▸ **Required action**: Without changing anything, reproduce every record below.

───── Extracted entries

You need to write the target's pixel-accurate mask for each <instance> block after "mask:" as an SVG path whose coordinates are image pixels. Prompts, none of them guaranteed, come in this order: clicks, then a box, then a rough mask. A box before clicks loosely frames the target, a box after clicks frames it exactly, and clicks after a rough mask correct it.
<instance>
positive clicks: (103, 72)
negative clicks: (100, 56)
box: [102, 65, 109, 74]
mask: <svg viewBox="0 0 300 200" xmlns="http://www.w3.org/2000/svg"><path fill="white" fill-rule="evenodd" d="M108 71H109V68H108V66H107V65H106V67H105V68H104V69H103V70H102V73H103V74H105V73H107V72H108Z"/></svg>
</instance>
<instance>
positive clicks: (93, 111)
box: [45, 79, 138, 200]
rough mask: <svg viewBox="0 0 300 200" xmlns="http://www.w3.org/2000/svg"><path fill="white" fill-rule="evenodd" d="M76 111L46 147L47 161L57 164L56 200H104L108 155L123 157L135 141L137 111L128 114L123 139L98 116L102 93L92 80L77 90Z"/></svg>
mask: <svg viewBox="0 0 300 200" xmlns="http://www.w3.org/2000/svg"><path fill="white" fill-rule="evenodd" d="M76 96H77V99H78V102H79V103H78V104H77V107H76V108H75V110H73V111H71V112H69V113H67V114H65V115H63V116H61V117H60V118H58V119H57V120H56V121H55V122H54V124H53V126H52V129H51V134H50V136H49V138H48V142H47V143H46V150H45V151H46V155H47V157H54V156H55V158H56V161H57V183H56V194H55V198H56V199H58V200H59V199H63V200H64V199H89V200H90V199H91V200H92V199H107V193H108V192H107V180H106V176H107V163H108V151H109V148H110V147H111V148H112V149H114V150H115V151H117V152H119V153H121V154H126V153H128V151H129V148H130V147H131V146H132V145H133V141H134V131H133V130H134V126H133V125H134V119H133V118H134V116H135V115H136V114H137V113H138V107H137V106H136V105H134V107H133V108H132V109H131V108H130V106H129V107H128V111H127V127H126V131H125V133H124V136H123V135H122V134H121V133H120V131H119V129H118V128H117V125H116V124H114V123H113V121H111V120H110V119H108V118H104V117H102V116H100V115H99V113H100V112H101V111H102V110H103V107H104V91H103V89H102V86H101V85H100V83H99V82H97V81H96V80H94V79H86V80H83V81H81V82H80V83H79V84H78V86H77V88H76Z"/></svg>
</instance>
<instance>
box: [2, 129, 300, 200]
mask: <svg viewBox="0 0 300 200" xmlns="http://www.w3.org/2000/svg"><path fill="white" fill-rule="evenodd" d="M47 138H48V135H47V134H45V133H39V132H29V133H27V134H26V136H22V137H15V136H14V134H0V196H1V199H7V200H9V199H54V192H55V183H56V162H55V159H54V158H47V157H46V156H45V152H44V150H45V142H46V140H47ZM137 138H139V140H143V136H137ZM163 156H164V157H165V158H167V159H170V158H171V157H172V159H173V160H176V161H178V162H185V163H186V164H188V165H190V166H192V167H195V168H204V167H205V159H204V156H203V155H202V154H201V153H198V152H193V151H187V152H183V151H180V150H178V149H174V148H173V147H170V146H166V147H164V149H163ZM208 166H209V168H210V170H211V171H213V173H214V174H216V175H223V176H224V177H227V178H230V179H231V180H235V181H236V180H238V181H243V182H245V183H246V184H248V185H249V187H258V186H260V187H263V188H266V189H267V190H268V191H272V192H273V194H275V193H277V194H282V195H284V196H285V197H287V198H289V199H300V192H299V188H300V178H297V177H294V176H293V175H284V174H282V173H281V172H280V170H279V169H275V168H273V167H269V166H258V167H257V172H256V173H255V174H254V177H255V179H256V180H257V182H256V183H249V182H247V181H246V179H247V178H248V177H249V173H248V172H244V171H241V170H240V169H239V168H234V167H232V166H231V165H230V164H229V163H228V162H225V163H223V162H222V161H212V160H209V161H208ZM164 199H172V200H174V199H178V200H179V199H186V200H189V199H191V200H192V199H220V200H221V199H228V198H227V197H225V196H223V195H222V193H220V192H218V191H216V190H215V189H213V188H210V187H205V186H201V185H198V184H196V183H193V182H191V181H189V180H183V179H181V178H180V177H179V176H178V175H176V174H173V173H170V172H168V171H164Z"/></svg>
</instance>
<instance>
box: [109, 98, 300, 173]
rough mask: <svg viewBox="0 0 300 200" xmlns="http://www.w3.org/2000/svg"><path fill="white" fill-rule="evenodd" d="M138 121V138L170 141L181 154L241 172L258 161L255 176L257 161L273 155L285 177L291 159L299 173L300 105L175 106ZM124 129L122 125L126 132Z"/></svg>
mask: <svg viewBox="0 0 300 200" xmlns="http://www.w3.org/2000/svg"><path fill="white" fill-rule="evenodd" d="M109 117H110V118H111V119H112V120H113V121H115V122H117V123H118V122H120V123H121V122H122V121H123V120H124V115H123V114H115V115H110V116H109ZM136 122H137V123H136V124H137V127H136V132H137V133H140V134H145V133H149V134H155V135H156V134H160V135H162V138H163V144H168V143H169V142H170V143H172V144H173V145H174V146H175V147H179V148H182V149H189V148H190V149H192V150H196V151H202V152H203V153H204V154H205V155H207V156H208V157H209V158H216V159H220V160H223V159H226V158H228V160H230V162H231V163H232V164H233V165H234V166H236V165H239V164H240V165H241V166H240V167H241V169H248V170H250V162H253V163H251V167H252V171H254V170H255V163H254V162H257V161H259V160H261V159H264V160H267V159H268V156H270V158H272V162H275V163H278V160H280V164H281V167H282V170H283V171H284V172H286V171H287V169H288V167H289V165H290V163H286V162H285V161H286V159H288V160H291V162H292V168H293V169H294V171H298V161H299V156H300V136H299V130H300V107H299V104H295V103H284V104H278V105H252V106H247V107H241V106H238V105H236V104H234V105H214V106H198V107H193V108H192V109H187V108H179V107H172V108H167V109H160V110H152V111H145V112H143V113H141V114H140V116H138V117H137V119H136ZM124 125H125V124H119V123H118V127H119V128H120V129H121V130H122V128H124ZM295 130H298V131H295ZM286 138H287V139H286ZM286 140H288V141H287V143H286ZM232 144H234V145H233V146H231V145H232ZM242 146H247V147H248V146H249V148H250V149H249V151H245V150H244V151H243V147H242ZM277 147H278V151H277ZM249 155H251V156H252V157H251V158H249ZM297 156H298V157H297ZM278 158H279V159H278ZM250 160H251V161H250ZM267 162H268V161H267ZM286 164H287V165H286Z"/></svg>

──────────

▸ **The answer**:
You need to write the target's pixel-accurate mask for each <instance> block after "mask:" as an SVG path whose coordinates are image pixels. Prompts, none of them guaranteed, come in this order: clicks, then a box, then a rough mask. A box before clicks loosely frames the target, a box after clicks frames it exactly, and clicks after a rough mask correct it.
<instance>
positive clicks: (103, 72)
negative clicks: (100, 56)
box: [102, 65, 109, 74]
mask: <svg viewBox="0 0 300 200" xmlns="http://www.w3.org/2000/svg"><path fill="white" fill-rule="evenodd" d="M108 71H109V68H108V66H107V65H106V67H105V68H104V69H103V70H102V73H103V74H105V73H107V72H108Z"/></svg>
</instance>
<instance>
positive clicks: (93, 111)
box: [45, 79, 138, 200]
rough mask: <svg viewBox="0 0 300 200" xmlns="http://www.w3.org/2000/svg"><path fill="white" fill-rule="evenodd" d="M76 111L46 147L47 161L57 164L56 200H104L108 155L123 157L135 141L137 111L128 114L123 139L98 116L102 93L92 80L77 90Z"/></svg>
mask: <svg viewBox="0 0 300 200" xmlns="http://www.w3.org/2000/svg"><path fill="white" fill-rule="evenodd" d="M76 96H77V99H78V102H79V103H78V104H77V107H76V108H75V110H73V111H71V112H69V113H67V114H65V115H63V116H61V117H60V118H58V119H57V120H56V121H55V122H54V124H53V126H52V129H51V134H50V136H49V138H48V142H47V143H46V150H45V151H46V155H47V157H54V156H55V158H56V161H57V183H56V194H55V198H56V199H58V200H59V199H63V200H64V199H89V200H90V199H91V200H92V199H107V193H108V192H107V180H106V176H107V163H108V151H109V148H110V147H111V148H112V149H114V150H115V151H117V152H119V153H121V154H126V153H128V151H129V148H130V147H131V146H132V145H133V141H134V131H133V130H134V126H133V125H134V119H133V118H134V116H135V115H136V114H137V113H138V107H137V106H136V105H134V107H133V108H132V109H131V108H130V106H129V107H128V111H127V127H126V131H125V133H124V136H123V135H122V134H121V133H120V131H119V129H118V128H117V125H116V124H114V123H113V121H111V120H110V119H108V118H104V117H102V116H100V115H99V113H100V112H101V111H102V110H103V107H104V91H103V89H102V86H101V85H100V83H99V82H97V81H96V80H94V79H86V80H83V81H81V82H80V83H79V84H78V86H77V88H76Z"/></svg>
</instance>
<instance>
box: [2, 129, 300, 200]
mask: <svg viewBox="0 0 300 200" xmlns="http://www.w3.org/2000/svg"><path fill="white" fill-rule="evenodd" d="M47 138H48V135H47V134H45V133H39V132H29V133H27V134H26V136H22V137H15V136H14V134H0V196H1V199H7V200H9V199H54V192H55V183H56V162H55V159H54V158H47V157H46V156H45V152H44V150H45V142H46V140H47ZM137 138H139V140H143V136H137ZM163 156H164V157H165V158H167V159H170V158H171V157H172V159H173V160H176V161H178V162H185V163H186V164H188V165H190V166H192V167H195V168H204V167H205V159H204V156H203V155H202V154H201V153H198V152H193V151H187V152H183V151H180V150H178V149H174V148H173V147H170V146H166V147H164V149H163ZM208 166H209V168H210V170H211V171H213V173H214V174H216V175H223V176H224V177H227V178H230V179H231V180H235V181H236V180H238V181H243V182H245V183H246V184H248V185H249V187H258V186H260V187H263V188H266V189H267V190H268V191H272V192H273V194H275V193H277V194H282V195H284V196H285V197H287V198H289V199H300V192H299V188H300V178H297V177H294V176H293V175H284V174H282V173H281V172H280V170H279V169H275V168H273V167H269V166H258V167H257V172H256V173H255V174H254V177H255V179H256V180H257V182H256V183H249V182H247V181H246V179H247V178H248V177H249V173H248V172H244V171H241V170H240V169H239V168H234V167H232V166H231V165H230V164H229V163H228V162H225V163H223V162H222V161H212V160H209V161H208ZM164 199H172V200H174V199H178V200H179V199H186V200H189V199H191V200H192V199H220V200H221V199H228V198H227V197H225V196H223V195H222V193H220V192H218V191H216V190H215V189H213V188H210V187H205V186H201V185H198V184H196V183H193V182H191V181H189V180H183V179H181V178H180V177H179V176H178V175H176V174H173V173H170V172H168V171H164Z"/></svg>
</instance>
<instance>
box: [109, 98, 300, 173]
rough mask: <svg viewBox="0 0 300 200" xmlns="http://www.w3.org/2000/svg"><path fill="white" fill-rule="evenodd" d="M138 121V138L170 141L181 154L241 172L258 161L255 176L257 161L273 155L285 177L291 159L299 173L300 105L175 106ZM124 129L122 125L126 132Z"/></svg>
mask: <svg viewBox="0 0 300 200" xmlns="http://www.w3.org/2000/svg"><path fill="white" fill-rule="evenodd" d="M109 117H110V118H111V119H112V120H113V121H115V122H117V123H118V122H120V123H121V122H122V121H123V120H124V115H123V114H115V115H110V116H109ZM136 122H137V123H136V124H137V127H136V132H137V133H140V134H145V133H149V134H155V135H156V134H160V135H162V138H163V144H168V143H169V142H170V143H172V144H173V145H174V146H175V147H179V148H182V149H189V148H190V149H192V150H196V151H202V152H203V153H204V154H205V155H207V156H208V157H209V158H216V159H220V160H223V159H226V158H228V160H230V162H231V163H232V164H233V165H234V166H236V165H239V164H240V165H241V166H240V167H241V169H248V170H250V162H253V163H251V167H252V171H254V170H255V163H254V162H257V161H259V160H261V159H264V160H267V159H268V156H270V158H272V162H275V163H278V160H280V164H281V167H282V170H283V171H284V172H286V171H287V169H288V167H289V165H290V163H286V162H285V161H286V159H288V160H291V162H292V168H293V169H294V171H298V161H299V156H300V136H299V130H300V107H299V104H295V103H284V104H278V105H252V106H247V107H241V106H238V105H236V104H234V105H214V106H198V107H193V108H192V109H187V108H179V107H172V108H167V109H160V110H152V111H145V112H143V113H141V114H140V116H138V117H137V119H136ZM124 125H125V124H119V123H118V127H119V128H120V129H121V130H122V128H124ZM295 130H298V131H295ZM286 138H287V139H286ZM286 140H288V141H287V143H286ZM232 144H234V145H233V146H231V145H232ZM242 146H247V147H248V146H249V148H250V149H249V151H245V150H244V151H243V147H242ZM277 147H278V151H277ZM249 155H251V156H252V157H251V158H249ZM297 156H298V157H297ZM278 158H279V159H278ZM250 160H251V161H250ZM267 162H268V161H267ZM286 164H287V165H286Z"/></svg>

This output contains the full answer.